___ EXTRAIT DE PAGE ___

Autre avantage de ces neurones artificiels, ils stockent et traitent l’information au même endroit. « Les performances des ordinateurs actuels sont limitées parce que le processeur a toujours besoin d’accéder à la mémoire pour traiter les informations. L’intérêt du réseau de neurones artificiels c’est de stocker et de traiter les informations à l’intérieur d’une seule et même entité », confirme Manuel Le Gallon.

Des matériaux que l’on retrouve dans les Blu-Ray

Pour constituer ces neurones artificiels, nos scientifiques ont utilisé des matériaux à changement de phase. « Ce sont des matériaux qui peuvent basculer entre une phase cristalline et une phase amorphe sous l’effet d’un courant électrique ou de la lumière », nous explique Manuel Le Gallon. « Ils sont utilisés par exemple dans les DVD et Blu-ray pour coder l’information, en utilisant un laser », ajoute-il.

___

TÂCHE A:
D'après l'extrait sur les neurones artificiels, entre quelles deux phases les matériaux à changement de phase peuvent-ils basculer ?
TÂCHE B:
Poursuivez l'extrait sur les neurones artificiels à partir de sa dernière phrase.
Le matériel ci-après provient d'une autre source que l'extrait.

___ LISTE ___

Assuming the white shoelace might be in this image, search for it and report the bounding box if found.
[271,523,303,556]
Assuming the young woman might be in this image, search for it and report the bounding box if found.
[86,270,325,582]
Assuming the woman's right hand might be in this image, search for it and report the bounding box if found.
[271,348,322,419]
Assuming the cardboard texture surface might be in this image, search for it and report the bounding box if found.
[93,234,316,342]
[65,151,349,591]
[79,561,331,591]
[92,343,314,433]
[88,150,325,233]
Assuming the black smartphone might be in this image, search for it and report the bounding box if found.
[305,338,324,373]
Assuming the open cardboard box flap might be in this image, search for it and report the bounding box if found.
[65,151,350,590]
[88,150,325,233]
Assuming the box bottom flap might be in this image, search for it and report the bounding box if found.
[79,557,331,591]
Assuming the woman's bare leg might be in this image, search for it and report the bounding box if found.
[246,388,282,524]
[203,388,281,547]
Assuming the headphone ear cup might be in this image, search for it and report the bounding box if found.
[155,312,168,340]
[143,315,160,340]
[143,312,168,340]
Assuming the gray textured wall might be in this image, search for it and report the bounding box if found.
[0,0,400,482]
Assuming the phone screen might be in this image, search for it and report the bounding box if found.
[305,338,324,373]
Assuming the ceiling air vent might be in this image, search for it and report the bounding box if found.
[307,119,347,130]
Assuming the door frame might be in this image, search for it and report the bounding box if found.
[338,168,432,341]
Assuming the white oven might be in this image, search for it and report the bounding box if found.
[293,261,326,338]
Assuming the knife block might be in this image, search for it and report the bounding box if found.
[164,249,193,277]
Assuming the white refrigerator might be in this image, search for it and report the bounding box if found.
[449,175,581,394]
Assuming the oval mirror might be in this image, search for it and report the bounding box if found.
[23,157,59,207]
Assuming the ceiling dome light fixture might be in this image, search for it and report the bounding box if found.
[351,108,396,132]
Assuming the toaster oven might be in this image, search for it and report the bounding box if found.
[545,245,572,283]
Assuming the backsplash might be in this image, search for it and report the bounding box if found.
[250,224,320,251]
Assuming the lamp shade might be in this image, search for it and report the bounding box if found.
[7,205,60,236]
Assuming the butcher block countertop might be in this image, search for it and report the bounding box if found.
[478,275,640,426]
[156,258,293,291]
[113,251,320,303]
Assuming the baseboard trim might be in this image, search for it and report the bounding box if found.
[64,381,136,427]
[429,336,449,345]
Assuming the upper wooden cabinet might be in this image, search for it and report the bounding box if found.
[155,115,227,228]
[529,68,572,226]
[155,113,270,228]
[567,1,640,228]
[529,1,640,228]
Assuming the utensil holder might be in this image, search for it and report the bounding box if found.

___

CORRIGÉ A:
Entre une phase cristalline et une phase amorphe.

CORRIGÉ B:
L’équipe d’IBM a dessiné un circuit intégré complet permettant de réaliser les impulsions nerveuses et de connecter les neurones artificiels entre eux à l’intérieur d’une population, mais sans aller jusqu’à construire une véritable puce. Elle a, en revanche, utilisé de réelles mémoires à changement de phase pour toutes les démonstrations afin de prouver la viabilité du concept de façon expérimentale.

Des neurones développés à partir de matériaux à changement de phase.
IBM Research – Des neurones développés à partir de matériaux à changement de phase.

Pas de prototype avant 5 ou 10 ans

Ces premiers pas sont plein de promesses mais les chercheurs se gardent bien de tout triomphalisme. D’abord parce qu’ils savent qu’il va falloir encore du temps pour aboutir à un premier prototype de processeur. Pas avant cinq à dix ans. Ils espèrent, par ailleurs, que ce projet séduira des partenaires afin que ces derniers développent des produits à partir de cette technologie.

Autre limitation, les neurones artificiels obtenus ne stockent et traitent l’information que sous forme analogique, ce qui exclut certaines opérations nécessitant une représentation très précise des nombres.

Les processeurs actuels ne pourront donc être remplacés totalement par cette nouvelle génération qui se chargera de certaines tâches spécifiques comme la recherche d’un contenu à l’intérieur d’une image, par exemple. Associée aux travaux d’IBM, l’Ecole Polytechnique fédérale de Zurich espère, elle en tirer des enseignements sur le fonctionnement du cerveau.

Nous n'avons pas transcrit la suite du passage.